:: ÉNONCÉ DU PROBLÈME ::
D'après l'extrait retenu, quelle section couvre le ralliement ?

:: EXTRAIT RETENU ::
※ ※ ※

La section Autogue, comme prévu, doit se rallier la première, mais malgré le signal répété, le char du Sergent Beaud reste immobilisé ... et ne tire plus. Le Lt Autogue a ses armes mises hors de service au moment où il contre-bat encore une pièce anti-char.
Son troisième char prend feu ... mais le Sergent-Chef Piquard parvient à éteindre et à ramener l'appareil à l'abri, malgré un obus dans le moteur !
La section Guidoni couvre le ralliement.
A Cuffies où la Compagnie s'est regroupée, le Capitaine Petit reçoit l'ordre de se porter à l'appui du 3e Bataillon du 159e  R.I. qui doit tenir la ferme au N-E de Leury ; Les 5 chars encore en état de combattre s'apprêtaient à s'y rendre sous le commandement de l'Adjudant Guidoni, quand le Capitaine apprend que l'ordre de repli au delà de l'Aisne va arriver, et que l'ordre de contre-attaque avec le 159e qui va se replier est annulé.
La Compagnie attend de nouveaux ordres à Cuffies, alors que l'ennemi qui a déjà atteint la crête, tire sur le village.

※ ※ ※

:: DONNÉES FOURNIES ::
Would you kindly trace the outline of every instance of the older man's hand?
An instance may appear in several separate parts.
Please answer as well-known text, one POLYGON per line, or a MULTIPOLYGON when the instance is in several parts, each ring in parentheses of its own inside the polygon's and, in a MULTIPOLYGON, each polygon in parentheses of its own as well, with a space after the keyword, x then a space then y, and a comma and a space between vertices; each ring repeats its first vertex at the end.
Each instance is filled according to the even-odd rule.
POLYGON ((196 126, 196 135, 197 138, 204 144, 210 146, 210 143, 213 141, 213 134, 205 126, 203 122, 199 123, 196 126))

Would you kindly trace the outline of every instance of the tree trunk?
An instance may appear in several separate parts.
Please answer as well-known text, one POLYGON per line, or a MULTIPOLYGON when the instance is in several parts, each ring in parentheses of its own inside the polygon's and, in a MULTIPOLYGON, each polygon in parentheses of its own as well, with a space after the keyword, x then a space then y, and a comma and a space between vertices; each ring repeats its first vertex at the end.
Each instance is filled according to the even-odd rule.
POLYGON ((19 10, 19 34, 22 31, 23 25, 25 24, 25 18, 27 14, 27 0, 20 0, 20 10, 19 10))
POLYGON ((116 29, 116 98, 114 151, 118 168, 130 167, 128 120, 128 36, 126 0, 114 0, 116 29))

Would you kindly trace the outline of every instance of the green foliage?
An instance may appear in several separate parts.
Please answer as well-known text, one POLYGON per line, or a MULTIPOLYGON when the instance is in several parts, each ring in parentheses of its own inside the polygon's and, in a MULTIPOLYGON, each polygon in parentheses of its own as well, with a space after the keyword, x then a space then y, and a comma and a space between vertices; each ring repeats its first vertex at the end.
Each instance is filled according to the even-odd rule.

※ ※ ※

:: RÉPONSE À L'EXERCICE ::
La section Guidoni.